Directives >>
1) Summarize the notebook setup section in two sentences.
2) Pick up the notebook setup section after its last log line and carry it forward.

Text to read >>
## I. Setup, Installations, and Imports

#### (a) Installations

Run these if not on your computer already.

In [None]:
# ! pip install spacy
# ! pip install nltk
# ! python -m spacy download en_core_web_sm
# ! pip install svgling
# ! python -m pip install textacy
# ! pip install stanza

#### (b) Imports

In [1]:
import torch;
import stanza; stanza.download('en') # This downloads the English models for the neural pipelin
nlp = stanza.Pipeline('en',download_method=None) # This sets up a default neural pipeline in English

Downloading https://raw.githubusercontent.com/stanfordnlp/stanza-resources/main/resources_1.5.0.json:   0%|   …

2023-03-29 18:09:57 INFO: Downloading default packages for language: en (English) ...
2023-03-29 18:09:58 INFO: File exists: /Users/mikerich/stanza_resources/en/default.zip
2023-03-29 18:10:02 INFO: Finished downloading models and saved to /Users/mikerich/stanza_resources.

Given information >>
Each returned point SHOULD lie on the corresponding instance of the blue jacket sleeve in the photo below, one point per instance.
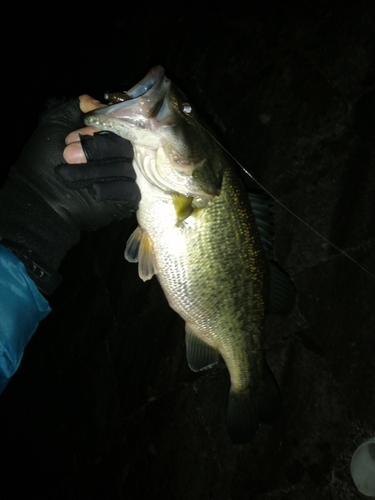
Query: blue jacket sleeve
(22, 307)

Answers for this exercise >>
1) The setup section lists commented-out commands that install spaCy, NLTK, svgling, textacy, and Stanza and download the spaCy model en_core_web_sm, to be run if they are not already on the computer. It then imports torch and stanza, downloads the English models, and sets up a default neural pipeline in English, and the log output shows the default English packages being downloaded and the models saved to /Users/mikerich/stanza_resources.

2)
2023-03-29 18:10:02 INFO: Loading these models for language: en (English):
| Processor    | Package   |
----------------------------
| tokenize     | combined  |
| pos          | combined  |
| lemma        | combined  |
| constituency | wsj       |
| depparse     | combined  |
| sentiment    | sstplus   |
| ner          | ontonotes |

2023-03-29 18:10:02 INFO: Using device: cpu
2023-03-29 18:10:02 INFO: Loading: tokenize
2023-03-29 18:10:02 INFO: Loading: pos
2023-03-29 18:10:02 INFO: Loading: lemma
2023-03-29 18:10:02 INFO: Loading: constituency
2023-03-29 18:10:02 INFO: Loading: depparse
2023-03-29 18:10:03 INFO: Loading: sentiment
2023-03-29 18:10:03 INFO: Loading: ner
2023-03-29 18:10:03 INFO: Done loading proces

In [2]:
import pandas as pd
import numpy as np
import nltk
from nltk.corpus import state_union
from nltk.tokenize import PunktSentenceTokenizer
import glob
from tqdm import tqdm
from bs4 import BeautifulSoup
import spacy
from __future__ import unicode_literals
import spacy,en_core_web_sm
import textacy

#### (c) Downloads

Run these if not on your computer already.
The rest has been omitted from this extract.